*Job item*: Pull out every line in the records below that contains the word "after", and copy each one in full.

● ● ● ● ● ● ●

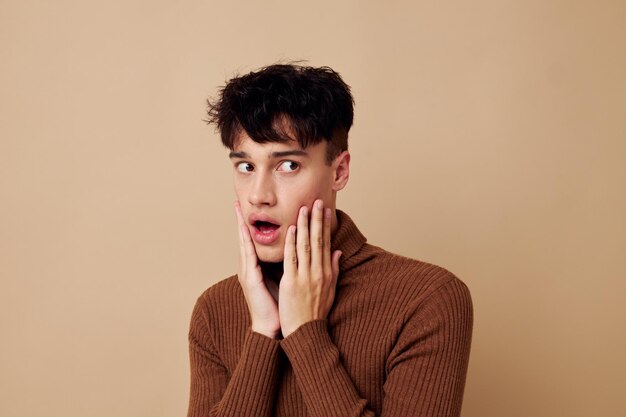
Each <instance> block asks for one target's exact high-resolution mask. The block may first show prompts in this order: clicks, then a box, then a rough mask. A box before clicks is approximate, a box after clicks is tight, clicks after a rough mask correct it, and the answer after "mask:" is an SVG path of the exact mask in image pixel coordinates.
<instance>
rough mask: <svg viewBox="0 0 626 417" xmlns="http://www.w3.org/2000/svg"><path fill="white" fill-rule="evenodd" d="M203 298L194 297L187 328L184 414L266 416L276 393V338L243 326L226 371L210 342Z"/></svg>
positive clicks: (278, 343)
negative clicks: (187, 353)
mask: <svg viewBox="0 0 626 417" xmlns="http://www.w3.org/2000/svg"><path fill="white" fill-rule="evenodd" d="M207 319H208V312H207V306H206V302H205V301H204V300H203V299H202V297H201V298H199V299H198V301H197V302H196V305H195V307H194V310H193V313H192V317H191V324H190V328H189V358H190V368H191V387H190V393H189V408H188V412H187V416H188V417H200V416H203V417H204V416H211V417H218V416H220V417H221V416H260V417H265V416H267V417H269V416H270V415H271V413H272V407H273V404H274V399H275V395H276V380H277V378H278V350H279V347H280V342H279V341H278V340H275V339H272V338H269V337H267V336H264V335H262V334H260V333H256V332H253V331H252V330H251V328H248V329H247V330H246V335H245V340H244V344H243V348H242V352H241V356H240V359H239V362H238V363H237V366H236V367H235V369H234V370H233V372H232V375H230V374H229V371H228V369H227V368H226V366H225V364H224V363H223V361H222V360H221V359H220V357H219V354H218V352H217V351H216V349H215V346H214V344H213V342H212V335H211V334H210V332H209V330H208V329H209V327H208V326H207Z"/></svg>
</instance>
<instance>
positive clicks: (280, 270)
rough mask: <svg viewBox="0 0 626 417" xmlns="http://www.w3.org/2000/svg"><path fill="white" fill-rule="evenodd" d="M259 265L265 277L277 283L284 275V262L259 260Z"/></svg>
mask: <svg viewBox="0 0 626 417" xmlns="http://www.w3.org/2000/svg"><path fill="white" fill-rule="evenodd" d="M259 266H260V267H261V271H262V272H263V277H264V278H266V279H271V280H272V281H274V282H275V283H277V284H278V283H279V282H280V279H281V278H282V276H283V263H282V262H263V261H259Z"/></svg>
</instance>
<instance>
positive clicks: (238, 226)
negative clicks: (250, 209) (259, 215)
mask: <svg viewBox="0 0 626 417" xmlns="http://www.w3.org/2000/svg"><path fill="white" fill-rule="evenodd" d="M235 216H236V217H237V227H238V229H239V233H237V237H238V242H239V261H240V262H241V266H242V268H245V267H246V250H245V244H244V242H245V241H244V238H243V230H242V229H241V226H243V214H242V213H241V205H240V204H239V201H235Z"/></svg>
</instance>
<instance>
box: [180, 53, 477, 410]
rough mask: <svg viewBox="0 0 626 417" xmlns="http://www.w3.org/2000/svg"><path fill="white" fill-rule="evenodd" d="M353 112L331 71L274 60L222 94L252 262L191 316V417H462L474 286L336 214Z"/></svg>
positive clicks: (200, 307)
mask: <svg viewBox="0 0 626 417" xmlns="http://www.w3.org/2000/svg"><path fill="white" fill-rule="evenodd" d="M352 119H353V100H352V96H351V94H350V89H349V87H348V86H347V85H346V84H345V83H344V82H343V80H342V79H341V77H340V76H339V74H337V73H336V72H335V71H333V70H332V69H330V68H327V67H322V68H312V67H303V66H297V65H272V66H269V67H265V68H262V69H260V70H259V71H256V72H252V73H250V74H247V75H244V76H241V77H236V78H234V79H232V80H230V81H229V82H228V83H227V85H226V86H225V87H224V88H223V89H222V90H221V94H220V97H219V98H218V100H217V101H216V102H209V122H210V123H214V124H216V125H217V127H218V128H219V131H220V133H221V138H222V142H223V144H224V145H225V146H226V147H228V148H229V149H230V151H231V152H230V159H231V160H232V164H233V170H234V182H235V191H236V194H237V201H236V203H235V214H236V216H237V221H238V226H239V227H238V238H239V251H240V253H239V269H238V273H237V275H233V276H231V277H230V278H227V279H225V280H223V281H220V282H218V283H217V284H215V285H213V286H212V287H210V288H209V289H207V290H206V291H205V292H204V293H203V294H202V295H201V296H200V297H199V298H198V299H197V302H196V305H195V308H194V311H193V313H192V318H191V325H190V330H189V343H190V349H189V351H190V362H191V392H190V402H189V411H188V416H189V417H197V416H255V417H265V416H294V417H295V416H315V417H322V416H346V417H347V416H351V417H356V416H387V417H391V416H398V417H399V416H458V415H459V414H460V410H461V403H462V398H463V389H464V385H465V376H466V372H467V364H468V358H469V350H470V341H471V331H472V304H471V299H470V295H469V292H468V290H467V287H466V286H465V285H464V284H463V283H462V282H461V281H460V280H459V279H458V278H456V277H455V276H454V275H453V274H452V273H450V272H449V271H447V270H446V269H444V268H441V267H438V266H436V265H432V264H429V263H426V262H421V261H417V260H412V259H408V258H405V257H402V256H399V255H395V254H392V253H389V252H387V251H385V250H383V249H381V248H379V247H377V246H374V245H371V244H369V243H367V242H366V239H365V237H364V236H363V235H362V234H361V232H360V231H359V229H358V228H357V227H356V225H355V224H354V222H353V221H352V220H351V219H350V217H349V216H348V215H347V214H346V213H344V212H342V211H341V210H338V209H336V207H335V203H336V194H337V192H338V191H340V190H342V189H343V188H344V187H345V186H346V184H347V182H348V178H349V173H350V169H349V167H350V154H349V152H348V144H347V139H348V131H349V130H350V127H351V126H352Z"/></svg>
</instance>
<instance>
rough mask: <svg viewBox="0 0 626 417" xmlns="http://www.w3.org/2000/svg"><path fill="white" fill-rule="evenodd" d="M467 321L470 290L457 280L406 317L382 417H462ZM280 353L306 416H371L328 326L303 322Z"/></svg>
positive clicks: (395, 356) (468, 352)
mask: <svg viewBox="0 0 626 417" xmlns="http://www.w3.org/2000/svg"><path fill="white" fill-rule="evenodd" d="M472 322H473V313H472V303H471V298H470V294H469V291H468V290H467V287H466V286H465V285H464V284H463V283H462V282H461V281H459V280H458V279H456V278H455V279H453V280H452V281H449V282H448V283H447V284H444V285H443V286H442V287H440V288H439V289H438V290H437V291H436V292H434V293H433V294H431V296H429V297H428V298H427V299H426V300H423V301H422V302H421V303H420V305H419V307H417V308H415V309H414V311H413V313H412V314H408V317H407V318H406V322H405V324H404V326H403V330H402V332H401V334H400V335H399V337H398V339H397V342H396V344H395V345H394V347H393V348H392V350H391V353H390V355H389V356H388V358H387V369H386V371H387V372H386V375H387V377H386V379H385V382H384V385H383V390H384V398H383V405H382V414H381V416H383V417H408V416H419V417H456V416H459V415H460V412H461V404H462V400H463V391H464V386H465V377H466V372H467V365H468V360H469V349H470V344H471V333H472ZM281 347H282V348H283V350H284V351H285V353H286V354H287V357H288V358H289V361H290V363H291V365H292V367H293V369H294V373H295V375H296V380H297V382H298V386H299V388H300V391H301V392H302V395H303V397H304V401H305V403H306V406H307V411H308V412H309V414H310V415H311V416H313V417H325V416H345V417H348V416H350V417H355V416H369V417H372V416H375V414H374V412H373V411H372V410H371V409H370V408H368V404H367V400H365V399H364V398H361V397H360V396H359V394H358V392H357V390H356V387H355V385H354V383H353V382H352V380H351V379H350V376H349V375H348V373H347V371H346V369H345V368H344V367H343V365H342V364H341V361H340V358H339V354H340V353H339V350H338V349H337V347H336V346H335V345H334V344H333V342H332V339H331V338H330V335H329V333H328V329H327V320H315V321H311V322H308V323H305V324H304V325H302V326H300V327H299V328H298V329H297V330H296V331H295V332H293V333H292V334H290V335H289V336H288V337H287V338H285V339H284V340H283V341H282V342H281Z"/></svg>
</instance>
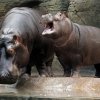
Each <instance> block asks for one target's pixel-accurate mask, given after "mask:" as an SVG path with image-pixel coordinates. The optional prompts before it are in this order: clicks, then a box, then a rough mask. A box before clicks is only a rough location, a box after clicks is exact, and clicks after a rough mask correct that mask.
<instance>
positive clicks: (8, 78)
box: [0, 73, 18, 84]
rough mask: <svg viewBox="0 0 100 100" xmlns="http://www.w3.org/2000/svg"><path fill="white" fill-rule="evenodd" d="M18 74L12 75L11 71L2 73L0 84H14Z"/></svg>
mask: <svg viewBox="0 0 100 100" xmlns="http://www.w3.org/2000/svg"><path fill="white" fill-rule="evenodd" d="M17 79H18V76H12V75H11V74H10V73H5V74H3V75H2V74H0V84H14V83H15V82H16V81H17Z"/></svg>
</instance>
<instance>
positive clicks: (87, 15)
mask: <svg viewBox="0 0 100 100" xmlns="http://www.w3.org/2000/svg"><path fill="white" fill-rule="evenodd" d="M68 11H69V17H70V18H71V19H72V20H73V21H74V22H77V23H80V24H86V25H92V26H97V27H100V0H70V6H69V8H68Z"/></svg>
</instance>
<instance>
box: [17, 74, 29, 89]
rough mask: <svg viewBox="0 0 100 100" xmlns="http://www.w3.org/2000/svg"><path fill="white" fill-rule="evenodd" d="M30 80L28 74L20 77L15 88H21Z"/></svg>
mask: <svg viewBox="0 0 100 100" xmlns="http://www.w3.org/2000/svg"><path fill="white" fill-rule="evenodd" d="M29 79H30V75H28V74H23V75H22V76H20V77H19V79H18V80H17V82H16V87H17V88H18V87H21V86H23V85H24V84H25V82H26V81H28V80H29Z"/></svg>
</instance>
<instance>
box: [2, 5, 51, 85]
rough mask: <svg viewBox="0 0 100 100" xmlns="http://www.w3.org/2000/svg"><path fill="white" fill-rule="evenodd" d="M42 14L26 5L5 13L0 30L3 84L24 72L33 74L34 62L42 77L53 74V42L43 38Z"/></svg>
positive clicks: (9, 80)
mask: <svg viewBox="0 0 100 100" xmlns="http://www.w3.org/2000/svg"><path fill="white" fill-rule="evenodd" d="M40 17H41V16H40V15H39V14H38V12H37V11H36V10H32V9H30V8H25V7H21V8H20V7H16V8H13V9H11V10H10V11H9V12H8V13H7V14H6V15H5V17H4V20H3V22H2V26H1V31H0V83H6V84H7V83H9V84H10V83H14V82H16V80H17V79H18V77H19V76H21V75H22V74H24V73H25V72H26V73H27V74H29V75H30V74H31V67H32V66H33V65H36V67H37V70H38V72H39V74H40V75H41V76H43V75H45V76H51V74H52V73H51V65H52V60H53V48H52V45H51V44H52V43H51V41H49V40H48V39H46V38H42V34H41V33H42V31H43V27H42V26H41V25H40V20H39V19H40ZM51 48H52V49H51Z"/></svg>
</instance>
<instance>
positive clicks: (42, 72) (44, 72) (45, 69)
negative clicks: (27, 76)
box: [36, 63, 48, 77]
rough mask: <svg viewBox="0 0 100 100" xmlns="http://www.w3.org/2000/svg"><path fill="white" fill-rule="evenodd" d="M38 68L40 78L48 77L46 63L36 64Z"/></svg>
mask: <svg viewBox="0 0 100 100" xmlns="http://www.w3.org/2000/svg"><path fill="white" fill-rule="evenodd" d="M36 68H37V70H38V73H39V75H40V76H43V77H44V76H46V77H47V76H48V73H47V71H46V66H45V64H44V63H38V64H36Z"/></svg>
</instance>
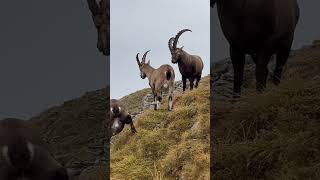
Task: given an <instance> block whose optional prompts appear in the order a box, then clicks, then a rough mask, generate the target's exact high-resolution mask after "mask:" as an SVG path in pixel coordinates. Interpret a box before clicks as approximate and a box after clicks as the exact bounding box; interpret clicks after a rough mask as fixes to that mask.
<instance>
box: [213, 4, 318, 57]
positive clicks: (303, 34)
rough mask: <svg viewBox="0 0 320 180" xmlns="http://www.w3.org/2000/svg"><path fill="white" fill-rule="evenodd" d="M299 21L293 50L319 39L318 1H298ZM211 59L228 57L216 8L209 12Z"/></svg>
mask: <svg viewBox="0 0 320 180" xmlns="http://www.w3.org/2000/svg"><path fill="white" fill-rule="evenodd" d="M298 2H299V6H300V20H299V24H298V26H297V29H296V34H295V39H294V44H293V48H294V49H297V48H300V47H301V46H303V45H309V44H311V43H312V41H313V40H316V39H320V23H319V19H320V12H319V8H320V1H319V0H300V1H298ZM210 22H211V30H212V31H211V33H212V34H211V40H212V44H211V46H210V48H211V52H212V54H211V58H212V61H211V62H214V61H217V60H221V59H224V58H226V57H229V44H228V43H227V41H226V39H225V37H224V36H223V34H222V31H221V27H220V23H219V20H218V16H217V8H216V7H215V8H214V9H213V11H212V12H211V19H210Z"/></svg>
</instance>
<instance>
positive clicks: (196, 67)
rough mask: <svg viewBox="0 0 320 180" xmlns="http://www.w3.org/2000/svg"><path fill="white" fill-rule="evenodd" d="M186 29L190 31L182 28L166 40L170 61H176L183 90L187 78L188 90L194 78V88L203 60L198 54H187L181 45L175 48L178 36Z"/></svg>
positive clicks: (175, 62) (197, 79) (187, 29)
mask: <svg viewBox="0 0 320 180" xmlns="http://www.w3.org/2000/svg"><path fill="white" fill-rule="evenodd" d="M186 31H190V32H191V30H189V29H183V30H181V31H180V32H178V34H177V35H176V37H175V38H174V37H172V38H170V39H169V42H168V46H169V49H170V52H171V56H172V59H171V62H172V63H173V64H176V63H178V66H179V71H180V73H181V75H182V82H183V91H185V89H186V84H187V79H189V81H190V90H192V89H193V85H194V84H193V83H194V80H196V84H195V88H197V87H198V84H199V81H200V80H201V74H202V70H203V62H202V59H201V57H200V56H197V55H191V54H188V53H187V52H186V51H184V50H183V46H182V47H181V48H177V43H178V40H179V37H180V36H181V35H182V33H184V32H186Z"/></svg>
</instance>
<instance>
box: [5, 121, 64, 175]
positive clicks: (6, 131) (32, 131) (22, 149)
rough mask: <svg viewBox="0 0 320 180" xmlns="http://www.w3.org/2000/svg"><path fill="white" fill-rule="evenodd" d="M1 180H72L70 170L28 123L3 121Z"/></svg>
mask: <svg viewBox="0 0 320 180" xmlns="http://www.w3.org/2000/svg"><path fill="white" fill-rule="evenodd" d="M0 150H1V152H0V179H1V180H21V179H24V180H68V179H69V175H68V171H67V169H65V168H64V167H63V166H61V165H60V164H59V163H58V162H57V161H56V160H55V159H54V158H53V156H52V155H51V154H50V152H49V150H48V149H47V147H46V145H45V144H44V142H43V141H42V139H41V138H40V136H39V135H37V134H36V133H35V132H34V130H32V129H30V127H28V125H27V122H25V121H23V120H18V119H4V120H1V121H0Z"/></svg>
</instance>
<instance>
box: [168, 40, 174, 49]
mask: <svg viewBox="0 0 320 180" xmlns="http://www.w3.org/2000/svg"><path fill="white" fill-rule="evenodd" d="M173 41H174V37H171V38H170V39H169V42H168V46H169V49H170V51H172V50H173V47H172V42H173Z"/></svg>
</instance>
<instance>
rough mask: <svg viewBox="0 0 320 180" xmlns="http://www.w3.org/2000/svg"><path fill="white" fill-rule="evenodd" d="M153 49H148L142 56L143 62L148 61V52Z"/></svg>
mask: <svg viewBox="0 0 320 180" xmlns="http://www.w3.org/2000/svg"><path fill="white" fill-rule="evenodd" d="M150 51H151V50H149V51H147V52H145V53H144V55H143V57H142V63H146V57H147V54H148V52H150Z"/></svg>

● ● ● ● ● ● ●

*Solution*:
Each <instance> block asks for one target's exact high-resolution mask. The block may first show prompts in this order: clicks, then a box, then a rough mask. A box before clicks is approximate, a box after clicks is tight, clicks after a rough mask correct it, and the answer after "mask:" is an SVG path of the exact mask in image pixel coordinates.
Each <instance> block asks for one target's pixel-accurate mask, given after "mask:" as an SVG path with image-pixel coordinates. The optional prompts before it are in this order: clicks, then a box, then a rough mask. A box before clicks is only a rough location, a box after clicks is exact, and clicks after a rough mask correct that mask.
Task: given an <instance> block whose optional prompts appear in the order a box, then clicks, then a rough mask, generate the target's exact high-resolution mask after "mask:" as an SVG path in pixel coordinates. Interpret a box before clicks as approximate and a box after clicks as the exact bounding box; interpret clicks after a rough mask as fixes to that mask.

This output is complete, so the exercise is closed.